Текст:
::::

Именно так снимал свою эпоху, вернее, свою жизнь прославленный Жак-Анри Лартиг. Появившись на свет в 1894 году, он получил на шестой день рождения в подарок свою первую фотокамеру. Да-да, такую, какую сейчас можно увидеть только в музее – громадную, неуклюжую, с «гармошкой» и на деревянной треноге. Мальчику понравилось. Очень.

Жак-Анри прожил 92 года, из которых 84 щелкал затвором. Снимал то, что нравилось – например, красавиц еще в шляпах и пышных платьях, но уже в автомобилях. Многие из лучших своих снимков Лартиг сделал еще в детском возрасте. Он описывал свое детство как «сказочное время», особенно увлекательное благодаря появлению автомобилей и самолетов. И те, и другие часто запечатлены на фотографиях Лартига как часть веселой и комфортабельной жизни его семьи и друзей. Любимым сюжетом фотографа были виды парижских бульваров, особенно с «хорошенькими женщинами, эксцентричными, элегантными, в экипажах, запряженных лошадьми, или в прекрасных сияющих автомобилях».

Или то, что было рядом, — своих родителей, родного брата, кузенов, каникулы у моря и в горах. А потом и собственных жен, коих у него было несколько, но, ясное дело, не одновременно. Фотограф был по женской части хоть и не султан, зато истинный француз… Семейных фотоальбомов, впрочем, у него получилось больше чем прожитых лет – общим числом 130.

::::

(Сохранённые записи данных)
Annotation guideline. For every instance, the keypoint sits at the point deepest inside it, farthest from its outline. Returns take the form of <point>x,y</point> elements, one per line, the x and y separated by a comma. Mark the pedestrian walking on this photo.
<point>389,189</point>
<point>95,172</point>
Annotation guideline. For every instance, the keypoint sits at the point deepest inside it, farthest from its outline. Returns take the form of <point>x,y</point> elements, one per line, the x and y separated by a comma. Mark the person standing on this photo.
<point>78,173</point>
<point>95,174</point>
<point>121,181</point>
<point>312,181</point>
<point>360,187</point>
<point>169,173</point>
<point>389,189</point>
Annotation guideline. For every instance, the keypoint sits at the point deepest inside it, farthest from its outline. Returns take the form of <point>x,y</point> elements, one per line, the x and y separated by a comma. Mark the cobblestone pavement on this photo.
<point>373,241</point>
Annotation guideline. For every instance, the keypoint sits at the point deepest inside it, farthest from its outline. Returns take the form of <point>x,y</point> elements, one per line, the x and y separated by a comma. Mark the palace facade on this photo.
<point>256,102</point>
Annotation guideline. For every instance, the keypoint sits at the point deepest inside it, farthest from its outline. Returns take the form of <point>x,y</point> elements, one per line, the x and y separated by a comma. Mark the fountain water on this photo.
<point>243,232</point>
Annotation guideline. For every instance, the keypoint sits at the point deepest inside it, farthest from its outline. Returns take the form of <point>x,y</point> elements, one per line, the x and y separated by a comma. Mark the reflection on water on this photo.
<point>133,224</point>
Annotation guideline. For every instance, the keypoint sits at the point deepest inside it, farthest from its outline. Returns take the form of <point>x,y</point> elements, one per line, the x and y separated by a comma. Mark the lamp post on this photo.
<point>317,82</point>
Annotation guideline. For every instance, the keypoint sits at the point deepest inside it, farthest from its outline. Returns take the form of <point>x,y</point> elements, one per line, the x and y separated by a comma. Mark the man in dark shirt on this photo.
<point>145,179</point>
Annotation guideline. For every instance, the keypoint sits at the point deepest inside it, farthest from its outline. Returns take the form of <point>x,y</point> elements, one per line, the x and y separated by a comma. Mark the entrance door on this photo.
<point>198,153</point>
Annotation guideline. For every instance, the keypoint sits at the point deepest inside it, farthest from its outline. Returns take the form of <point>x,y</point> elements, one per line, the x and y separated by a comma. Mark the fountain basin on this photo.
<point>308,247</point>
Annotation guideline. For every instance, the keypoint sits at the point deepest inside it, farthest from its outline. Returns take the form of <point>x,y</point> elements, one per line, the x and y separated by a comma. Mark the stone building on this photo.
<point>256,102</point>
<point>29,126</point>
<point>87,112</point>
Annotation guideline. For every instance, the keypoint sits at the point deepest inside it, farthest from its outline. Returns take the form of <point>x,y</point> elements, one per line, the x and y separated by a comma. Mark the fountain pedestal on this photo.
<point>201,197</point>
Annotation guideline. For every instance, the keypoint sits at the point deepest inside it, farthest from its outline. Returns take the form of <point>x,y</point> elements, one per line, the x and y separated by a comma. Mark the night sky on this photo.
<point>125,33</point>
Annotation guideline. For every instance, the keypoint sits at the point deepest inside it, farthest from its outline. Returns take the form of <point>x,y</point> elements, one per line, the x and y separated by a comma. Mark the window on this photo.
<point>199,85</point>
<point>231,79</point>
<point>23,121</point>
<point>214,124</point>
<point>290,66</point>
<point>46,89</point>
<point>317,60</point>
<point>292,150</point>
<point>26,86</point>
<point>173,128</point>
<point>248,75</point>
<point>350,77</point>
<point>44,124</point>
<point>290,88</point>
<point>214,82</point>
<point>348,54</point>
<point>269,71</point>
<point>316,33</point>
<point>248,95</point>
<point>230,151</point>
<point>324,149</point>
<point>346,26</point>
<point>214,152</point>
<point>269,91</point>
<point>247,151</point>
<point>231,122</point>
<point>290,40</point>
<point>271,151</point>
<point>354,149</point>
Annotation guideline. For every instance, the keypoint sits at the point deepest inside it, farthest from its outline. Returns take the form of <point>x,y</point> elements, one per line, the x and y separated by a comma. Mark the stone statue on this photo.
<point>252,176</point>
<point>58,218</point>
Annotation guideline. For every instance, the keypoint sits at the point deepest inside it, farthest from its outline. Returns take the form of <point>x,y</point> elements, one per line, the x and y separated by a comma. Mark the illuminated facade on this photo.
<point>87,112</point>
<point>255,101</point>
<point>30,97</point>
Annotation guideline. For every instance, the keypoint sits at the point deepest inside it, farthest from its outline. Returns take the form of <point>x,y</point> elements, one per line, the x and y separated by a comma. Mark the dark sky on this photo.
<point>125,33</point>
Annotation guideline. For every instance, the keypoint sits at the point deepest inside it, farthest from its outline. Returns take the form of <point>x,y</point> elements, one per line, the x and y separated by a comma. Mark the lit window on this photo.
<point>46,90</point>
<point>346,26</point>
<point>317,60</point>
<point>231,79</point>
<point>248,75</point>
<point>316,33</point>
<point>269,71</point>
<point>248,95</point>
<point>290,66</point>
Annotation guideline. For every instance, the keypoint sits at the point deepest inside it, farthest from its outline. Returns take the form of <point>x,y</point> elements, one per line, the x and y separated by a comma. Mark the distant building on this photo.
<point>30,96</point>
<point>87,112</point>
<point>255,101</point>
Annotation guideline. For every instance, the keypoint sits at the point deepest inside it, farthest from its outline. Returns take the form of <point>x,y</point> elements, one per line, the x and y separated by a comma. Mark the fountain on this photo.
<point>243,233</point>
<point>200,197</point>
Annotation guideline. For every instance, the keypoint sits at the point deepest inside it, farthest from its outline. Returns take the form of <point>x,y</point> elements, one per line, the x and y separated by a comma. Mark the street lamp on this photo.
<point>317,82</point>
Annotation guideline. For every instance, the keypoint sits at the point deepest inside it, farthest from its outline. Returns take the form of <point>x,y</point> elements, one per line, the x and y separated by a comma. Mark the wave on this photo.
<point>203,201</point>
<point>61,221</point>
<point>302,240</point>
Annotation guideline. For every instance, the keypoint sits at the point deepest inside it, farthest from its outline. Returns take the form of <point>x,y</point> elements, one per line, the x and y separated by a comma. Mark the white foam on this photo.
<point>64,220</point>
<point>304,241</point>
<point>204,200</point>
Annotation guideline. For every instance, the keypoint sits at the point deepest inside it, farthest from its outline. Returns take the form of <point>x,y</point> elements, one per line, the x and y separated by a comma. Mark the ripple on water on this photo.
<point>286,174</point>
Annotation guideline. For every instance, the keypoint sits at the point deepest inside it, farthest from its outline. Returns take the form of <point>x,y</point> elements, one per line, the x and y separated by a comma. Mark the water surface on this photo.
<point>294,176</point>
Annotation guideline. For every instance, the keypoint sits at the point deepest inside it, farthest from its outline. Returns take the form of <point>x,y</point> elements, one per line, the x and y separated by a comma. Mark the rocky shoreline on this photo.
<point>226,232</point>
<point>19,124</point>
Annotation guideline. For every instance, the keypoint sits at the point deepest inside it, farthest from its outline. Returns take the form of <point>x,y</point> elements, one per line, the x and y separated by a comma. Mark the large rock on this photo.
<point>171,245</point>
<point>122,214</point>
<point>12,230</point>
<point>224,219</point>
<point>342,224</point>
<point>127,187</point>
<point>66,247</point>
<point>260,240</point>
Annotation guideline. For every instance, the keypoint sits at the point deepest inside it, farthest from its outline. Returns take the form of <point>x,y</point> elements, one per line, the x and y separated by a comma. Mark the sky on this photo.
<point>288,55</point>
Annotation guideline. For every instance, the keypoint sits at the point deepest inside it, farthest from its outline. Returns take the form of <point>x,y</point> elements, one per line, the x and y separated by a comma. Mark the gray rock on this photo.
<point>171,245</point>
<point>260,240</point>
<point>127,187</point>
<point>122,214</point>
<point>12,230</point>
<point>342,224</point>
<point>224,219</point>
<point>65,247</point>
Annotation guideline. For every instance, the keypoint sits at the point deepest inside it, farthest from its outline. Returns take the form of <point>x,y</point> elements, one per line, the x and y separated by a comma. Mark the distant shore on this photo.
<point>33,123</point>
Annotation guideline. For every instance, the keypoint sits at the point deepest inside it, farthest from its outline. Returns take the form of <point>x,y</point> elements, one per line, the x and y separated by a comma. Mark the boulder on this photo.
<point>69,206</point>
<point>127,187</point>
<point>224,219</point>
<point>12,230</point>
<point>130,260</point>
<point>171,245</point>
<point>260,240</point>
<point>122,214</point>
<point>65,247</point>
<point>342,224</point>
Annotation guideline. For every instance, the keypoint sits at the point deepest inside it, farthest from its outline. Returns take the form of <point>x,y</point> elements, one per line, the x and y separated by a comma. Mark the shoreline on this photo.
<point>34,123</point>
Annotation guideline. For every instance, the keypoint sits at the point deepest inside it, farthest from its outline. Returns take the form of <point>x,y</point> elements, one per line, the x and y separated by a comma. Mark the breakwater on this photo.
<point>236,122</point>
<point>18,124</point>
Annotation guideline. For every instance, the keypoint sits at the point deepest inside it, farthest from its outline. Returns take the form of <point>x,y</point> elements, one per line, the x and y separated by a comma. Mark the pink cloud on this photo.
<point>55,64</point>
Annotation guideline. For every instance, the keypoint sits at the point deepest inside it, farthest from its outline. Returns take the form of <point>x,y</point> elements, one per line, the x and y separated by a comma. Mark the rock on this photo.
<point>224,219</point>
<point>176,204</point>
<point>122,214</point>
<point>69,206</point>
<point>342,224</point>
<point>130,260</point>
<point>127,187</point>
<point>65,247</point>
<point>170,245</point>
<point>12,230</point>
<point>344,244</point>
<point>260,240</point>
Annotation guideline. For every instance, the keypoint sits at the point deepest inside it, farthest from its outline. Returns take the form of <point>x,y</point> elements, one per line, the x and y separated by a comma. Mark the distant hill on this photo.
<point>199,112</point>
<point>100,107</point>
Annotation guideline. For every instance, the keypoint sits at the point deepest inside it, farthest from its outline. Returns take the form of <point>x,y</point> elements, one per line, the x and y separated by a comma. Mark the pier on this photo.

::::

Задание: Перепишите без изменений фрагмент текста о Жаке-Анри Лартиге, начиная со слов «Или то, что» и заканчивая словами «общим числом 130.». Опирайтесь только на текст.

Ожидаемый результат:
Или то, что было рядом, — своих родителей, родного брата, кузенов, каникулы у моря и в горах. А потом и собственных жен, коих у него было несколько, но, ясное дело, не одновременно. Фотограф был по женской части хоть и не султан, зато истинный француз… Семейных фотоальбомов, впрочем, у него получилось больше чем прожитых лет – общим числом 130.